*** Opening Page text ***
Common Pests You’ll Find in Your Home

Are you finding every creepy crawly creature in your home? Are they making nests in the cupboards, gatherings near the sink and having parties in the pantry? You’re certainly not alone—or imagining things! Here are some of the most commonly found pests in your home (and what you can do about them).


Yes, the humble ant. Perhaps one of the smaller pests that might be scattered around your home, yet no less annoying. Ants love to nest in dark, damp, undisturbed places, which often provide shelter for their colonies while closely mimicking the conditions they thrive in in less inhabited places. They are attracted to densely planted soil, or the undersides of buildings; sometimes, the larger species of ants—including carpenter ants (a strand of termite) or yellow ants—will find their way into the cavities within walls or on the roof amongst the insulation found in many ceilings.

The best way to tackle an ant infestation is at the source. Be sure to block off any entry points to the house—cracks in foundations and walls and rotted window frames are practically invitations to ants. This can be done by physically mending the problem, or by using a natural ant repellent, such as coffee grounds, chili, garlic, cloves or cinnamon. These can be sprinkled near their entryway to your home, steering them in the opposite direction while also protecting you from chemicals that are often associated with pest riddance. Although, if your ants are a recurring problem, it might be in your best interest to call a professional like Trusted Pest Management.


Forever shooing flies from your living spaces? The common house fly is just that—commonly found in many homes. Start by closing windows and doors, or investing in fly screens to enjoy the breeze from outside while keeping your house fly-free. Wiping up spills, keeping rubbish outside the home, and keeping food covered is key to taking away any incentive for flies to bother you.

Mice and rats

While they might appear cute and fluffy in movies such as Cinderella, these pests won’t help you with the sweeping and mending of clothes. Tiny mice all through to larger rats are typically disease-ridden, which can spread either through saliva, biting or the droppings they will leave as evidence of their rummaging through your rubbish. Rodents prefer grains (such as cereal, breads, rice and pasta) and meat to eat, and so keeping these particular food items stored in hardy air-tight containers will remove their ability to gain food in your home.
*** Closing Page text ***
*** Opening Records provided ***
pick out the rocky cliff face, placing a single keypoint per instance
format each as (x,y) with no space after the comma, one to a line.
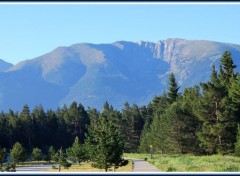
(118,72)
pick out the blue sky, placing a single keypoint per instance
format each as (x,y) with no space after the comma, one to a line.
(28,31)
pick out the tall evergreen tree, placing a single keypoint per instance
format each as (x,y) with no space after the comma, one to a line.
(76,152)
(18,154)
(173,88)
(105,145)
(217,135)
(227,67)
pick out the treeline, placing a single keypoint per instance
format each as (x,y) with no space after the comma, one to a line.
(43,129)
(201,120)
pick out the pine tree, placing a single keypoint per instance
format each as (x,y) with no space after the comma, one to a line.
(105,145)
(76,152)
(18,154)
(173,88)
(237,144)
(37,154)
(227,66)
(217,134)
(3,155)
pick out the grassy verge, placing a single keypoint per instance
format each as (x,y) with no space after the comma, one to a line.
(186,163)
(86,167)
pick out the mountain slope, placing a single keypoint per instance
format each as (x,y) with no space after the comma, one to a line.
(118,72)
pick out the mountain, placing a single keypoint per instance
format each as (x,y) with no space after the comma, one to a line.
(122,71)
(4,65)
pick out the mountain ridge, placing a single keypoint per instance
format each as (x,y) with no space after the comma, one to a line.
(118,72)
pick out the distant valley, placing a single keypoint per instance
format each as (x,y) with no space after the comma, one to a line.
(119,72)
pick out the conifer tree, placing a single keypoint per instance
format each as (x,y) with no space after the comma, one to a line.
(18,154)
(105,145)
(76,153)
(227,66)
(3,155)
(173,88)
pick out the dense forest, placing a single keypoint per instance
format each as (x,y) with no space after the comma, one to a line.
(199,120)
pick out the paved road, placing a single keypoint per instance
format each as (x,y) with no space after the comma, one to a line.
(36,168)
(143,166)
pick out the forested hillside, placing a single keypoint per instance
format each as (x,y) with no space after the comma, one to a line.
(200,120)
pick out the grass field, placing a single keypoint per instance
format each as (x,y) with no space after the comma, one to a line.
(186,163)
(86,167)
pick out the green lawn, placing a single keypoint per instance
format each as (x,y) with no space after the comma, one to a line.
(186,163)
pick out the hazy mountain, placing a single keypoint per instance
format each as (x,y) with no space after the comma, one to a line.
(122,71)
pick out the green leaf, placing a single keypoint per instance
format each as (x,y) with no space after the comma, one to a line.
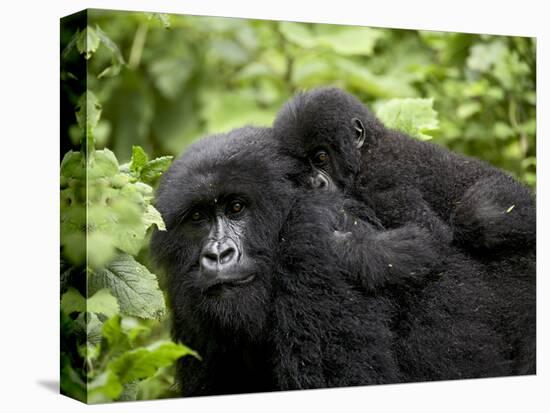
(348,40)
(344,40)
(152,216)
(103,164)
(103,388)
(109,44)
(102,302)
(92,325)
(88,42)
(298,33)
(88,113)
(164,19)
(115,336)
(135,288)
(415,117)
(73,166)
(154,169)
(144,362)
(72,301)
(138,160)
(360,77)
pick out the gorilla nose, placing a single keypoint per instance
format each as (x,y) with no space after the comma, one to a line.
(218,255)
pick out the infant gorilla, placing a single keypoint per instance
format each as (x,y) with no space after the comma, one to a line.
(258,285)
(340,143)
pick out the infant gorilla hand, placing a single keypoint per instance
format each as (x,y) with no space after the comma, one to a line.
(381,258)
(342,236)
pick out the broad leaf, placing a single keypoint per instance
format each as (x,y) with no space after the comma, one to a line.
(72,301)
(135,288)
(139,159)
(144,362)
(415,117)
(102,302)
(152,216)
(88,42)
(155,168)
(105,387)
*** Closing Records provided ***
[Work item A]:
Answer these from the article on household pests:
(i) Which natural ant repellents does it name?
(ii) Besides closing windows and doors or fitting fly screens, what three measures does it call key to removing flies' incentive?
(iii) What foods do rodents prefer, according to it?
[Work item B]: From the article on household pests, return the passage starting at "While they might" and ending at "in your home.".

[Answer A]:
(i) Coffee grounds, chili, garlic, cloves and cinnamon.
(ii) Wiping up spills, keeping rubbish outside the home, and keeping food covered.
(iii) Grains (such as cereal, breads, rice and pasta) and meat.

[Answer B]:
While they might appear cute and fluffy in movies such as Cinderella, these pests won’t help you with the sweeping and mending of clothes. Tiny mice all through to larger rats are typically disease-ridden, which can spread either through saliva, biting or the droppings they will leave as evidence of their rummaging through your rubbish. Rodents prefer grains (such as cereal, breads, rice and pasta) and meat to eat, and so keeping these particular food items stored in hardy air-tight containers will remove their ability to gain food in your home.